>> Begin ROWS
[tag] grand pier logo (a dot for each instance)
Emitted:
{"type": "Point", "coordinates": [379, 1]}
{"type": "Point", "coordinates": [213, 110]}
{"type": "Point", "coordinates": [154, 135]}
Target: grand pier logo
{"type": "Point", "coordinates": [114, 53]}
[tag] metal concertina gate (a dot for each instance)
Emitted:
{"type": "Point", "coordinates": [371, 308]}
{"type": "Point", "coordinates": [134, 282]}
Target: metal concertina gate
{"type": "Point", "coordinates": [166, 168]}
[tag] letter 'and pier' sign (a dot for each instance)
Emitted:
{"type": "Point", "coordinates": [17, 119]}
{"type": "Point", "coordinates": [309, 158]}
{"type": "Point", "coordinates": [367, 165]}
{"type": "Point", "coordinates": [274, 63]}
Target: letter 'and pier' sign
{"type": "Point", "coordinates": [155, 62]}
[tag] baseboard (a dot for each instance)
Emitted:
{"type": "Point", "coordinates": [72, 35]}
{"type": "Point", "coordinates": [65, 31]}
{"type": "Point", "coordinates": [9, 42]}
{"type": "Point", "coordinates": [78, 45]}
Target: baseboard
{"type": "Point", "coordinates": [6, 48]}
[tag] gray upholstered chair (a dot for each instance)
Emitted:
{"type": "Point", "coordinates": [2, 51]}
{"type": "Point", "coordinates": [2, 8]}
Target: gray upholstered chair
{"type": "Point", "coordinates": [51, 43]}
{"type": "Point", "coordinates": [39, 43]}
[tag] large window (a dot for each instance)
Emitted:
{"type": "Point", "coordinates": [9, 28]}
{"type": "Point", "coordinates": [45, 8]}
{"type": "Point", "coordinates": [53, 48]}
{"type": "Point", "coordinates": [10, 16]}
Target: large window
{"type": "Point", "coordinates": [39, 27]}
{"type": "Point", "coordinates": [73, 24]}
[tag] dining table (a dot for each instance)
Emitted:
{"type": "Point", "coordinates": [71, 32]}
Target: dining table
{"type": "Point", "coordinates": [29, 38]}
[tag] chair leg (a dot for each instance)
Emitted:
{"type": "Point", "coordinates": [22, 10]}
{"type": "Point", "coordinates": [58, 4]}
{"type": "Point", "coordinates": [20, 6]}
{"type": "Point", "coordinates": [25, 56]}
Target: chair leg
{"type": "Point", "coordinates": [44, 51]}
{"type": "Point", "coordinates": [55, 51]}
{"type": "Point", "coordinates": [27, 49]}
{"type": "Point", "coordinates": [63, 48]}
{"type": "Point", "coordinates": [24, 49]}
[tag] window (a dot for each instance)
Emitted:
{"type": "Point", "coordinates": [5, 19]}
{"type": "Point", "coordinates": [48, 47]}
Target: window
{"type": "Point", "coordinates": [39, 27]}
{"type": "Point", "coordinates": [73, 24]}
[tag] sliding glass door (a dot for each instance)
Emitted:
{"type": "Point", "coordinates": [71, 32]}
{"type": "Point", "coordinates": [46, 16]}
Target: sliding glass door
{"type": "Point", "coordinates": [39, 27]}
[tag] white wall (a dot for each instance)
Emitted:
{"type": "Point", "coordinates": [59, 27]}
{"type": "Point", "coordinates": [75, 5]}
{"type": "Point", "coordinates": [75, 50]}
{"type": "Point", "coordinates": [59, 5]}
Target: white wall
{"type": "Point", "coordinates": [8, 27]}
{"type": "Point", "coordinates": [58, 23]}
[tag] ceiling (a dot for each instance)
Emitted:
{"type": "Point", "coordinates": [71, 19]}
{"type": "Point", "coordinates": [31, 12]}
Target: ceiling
>> End ROWS
THE REQUEST:
Write out again, unchanged, every line from the line containing "[tag] gray upholstered" to the final line of the material above.

RESPONSE FOR THIS EXERCISE:
[tag] gray upholstered chair (a dot for each instance)
Emitted:
{"type": "Point", "coordinates": [2, 51]}
{"type": "Point", "coordinates": [2, 8]}
Target: gray upholstered chair
{"type": "Point", "coordinates": [51, 43]}
{"type": "Point", "coordinates": [39, 43]}
[tag] large window (a dot for each instance)
Emitted:
{"type": "Point", "coordinates": [9, 28]}
{"type": "Point", "coordinates": [45, 8]}
{"type": "Point", "coordinates": [53, 48]}
{"type": "Point", "coordinates": [10, 16]}
Target: large window
{"type": "Point", "coordinates": [39, 27]}
{"type": "Point", "coordinates": [73, 24]}
[tag] dining table (a dot for each instance)
Emitted:
{"type": "Point", "coordinates": [71, 32]}
Target: dining table
{"type": "Point", "coordinates": [29, 38]}
[tag] chair leg (a dot for each instance)
Emitted:
{"type": "Point", "coordinates": [22, 10]}
{"type": "Point", "coordinates": [58, 4]}
{"type": "Point", "coordinates": [20, 6]}
{"type": "Point", "coordinates": [25, 56]}
Target: chair leg
{"type": "Point", "coordinates": [44, 51]}
{"type": "Point", "coordinates": [55, 51]}
{"type": "Point", "coordinates": [27, 49]}
{"type": "Point", "coordinates": [63, 48]}
{"type": "Point", "coordinates": [24, 49]}
[tag] window (a dot for each instance)
Emitted:
{"type": "Point", "coordinates": [5, 19]}
{"type": "Point", "coordinates": [48, 47]}
Target: window
{"type": "Point", "coordinates": [39, 27]}
{"type": "Point", "coordinates": [73, 24]}
[tag] sliding glass door (a dot for each instance)
Emitted:
{"type": "Point", "coordinates": [71, 32]}
{"type": "Point", "coordinates": [46, 16]}
Target: sliding glass door
{"type": "Point", "coordinates": [39, 27]}
[tag] white wall (a dot for each instance)
Emitted:
{"type": "Point", "coordinates": [59, 27]}
{"type": "Point", "coordinates": [75, 5]}
{"type": "Point", "coordinates": [75, 50]}
{"type": "Point", "coordinates": [59, 5]}
Target: white wall
{"type": "Point", "coordinates": [8, 27]}
{"type": "Point", "coordinates": [58, 23]}
[tag] ceiling (a dot for each instance)
Emitted:
{"type": "Point", "coordinates": [71, 19]}
{"type": "Point", "coordinates": [31, 12]}
Target: ceiling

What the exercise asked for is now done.